··· Text section ···

Monday, 17 December 2012

Jacintha Saldanha's Funeral - BBC News Reverts to Simple Factual Reporting


Today BBC News very soberly reports on the funeral of Jacintha Saldanha that takes place in India.  The tone of the report is dispassionate and factual.  But the BBC has not played a distinguished role in the unfolding of this sorry tale.

The story started with *Kate Middleton being admitted to hospital. For the next two days the BBC made it their lead story. They interviewed experts on ‘morning sickness. They discussed all implications for the line of succession; the possible gender of the new baby. They milked the story dry. They did this despite the fact that at twelve weeks the pregnancy was at a critical stage and a more responsible approach would have been to maintain a distance between themselves and the rest of the media clamour.

 Very little actual information emitted from the hospital. But that wasn’t important. There was a media scrum to report on. Why not turn the camera on the jostling journalists outside? Now it was a David Attenborough documentary. It was like they were filming orang-utans in the rainforrests of Borneo. The BBC was above the melee: a separate species. Yet minutes later BBC reporter Luisa Baldini is screaming, microphone outstretched, ‘Kate! Kate! How are you feeling?’ The BBC didn’t just report in the story: they rolled about in it, luxuriating, for days on end.

···

*What to work on*:
**A)** Which people does the post about the BBC's coverage of Jacintha Saldanha's funeral mention by name?
**B)** Could you continue the post about the BBC's coverage of Jacintha Saldanha's funeral, picking up right after its last sentence?

··· Extracted data ···

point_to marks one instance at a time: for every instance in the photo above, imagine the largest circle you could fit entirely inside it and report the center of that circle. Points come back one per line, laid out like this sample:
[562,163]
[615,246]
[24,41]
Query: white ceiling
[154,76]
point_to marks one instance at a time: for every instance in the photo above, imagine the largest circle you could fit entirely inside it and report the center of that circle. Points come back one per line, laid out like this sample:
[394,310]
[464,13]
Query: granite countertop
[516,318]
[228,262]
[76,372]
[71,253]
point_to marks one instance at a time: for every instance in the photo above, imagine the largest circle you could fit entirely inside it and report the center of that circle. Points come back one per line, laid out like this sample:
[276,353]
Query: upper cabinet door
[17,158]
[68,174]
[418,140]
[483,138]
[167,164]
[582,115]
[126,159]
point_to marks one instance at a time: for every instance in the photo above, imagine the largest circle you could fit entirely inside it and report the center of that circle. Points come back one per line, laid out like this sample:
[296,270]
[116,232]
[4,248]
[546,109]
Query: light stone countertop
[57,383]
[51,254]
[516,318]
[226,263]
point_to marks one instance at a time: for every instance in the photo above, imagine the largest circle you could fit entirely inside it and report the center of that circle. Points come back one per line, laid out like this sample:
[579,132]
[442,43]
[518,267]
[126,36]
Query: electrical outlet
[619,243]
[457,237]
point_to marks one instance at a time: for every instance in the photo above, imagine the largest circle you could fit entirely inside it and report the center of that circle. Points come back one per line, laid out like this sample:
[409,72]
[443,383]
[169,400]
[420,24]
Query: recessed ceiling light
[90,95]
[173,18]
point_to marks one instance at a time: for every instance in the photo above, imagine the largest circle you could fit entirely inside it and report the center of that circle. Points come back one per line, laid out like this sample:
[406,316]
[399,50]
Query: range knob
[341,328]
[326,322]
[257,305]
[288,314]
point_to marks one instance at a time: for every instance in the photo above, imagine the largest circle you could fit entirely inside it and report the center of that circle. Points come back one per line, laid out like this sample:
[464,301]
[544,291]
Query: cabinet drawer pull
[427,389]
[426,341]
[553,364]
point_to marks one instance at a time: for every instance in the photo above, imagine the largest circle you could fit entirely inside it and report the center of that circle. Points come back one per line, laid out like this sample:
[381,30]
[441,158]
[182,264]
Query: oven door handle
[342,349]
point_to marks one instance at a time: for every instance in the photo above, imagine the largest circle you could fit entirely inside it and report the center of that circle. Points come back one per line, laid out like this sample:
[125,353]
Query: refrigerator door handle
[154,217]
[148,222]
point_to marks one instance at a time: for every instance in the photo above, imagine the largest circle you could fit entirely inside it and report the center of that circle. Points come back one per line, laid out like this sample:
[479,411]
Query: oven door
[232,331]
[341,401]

···

*Results for the exercise*:
**A)** Jacintha Saldanha, Kate Middleton, David Attenborough, Luisa Baldini

**B)**
Then the Australian DJ’s played their phone hoax. The BBC led with that story as the most important story of the day. Of course they had to play the recording of the hoax call in every single bulletin for the next two days. This was manna from heaven. The BBC could live off trivial stories like these forever. By elevating all the surmise and supposition and designate it as a headline story they could survive indefinitely without bothering with stories that actually have an effect on people’s lives. They can push back the less sexy stories about what’s happening to the other seven billion people on the planet to a less prominent position.

When poor Jacintha Saldanha committed suicide BBC News deftly switches tack from amusement and mock outrage to the ‘blame game’. High minded journalists turn their attention to where the blame lies; the hospital; the DJ’s ; the radio station or the media. They conveniently forget, of course, their own irresponsible coverage.

Now, the final chapter in a sorry story. Now we get the tight-lipped reporting of Mrs. Saldanha’s funeral.
It’s a shame that the BBC, as well as providing some excellent quality reporting, feels the need to compete with the Sun, to supply sordid sensation, gossip and surmise.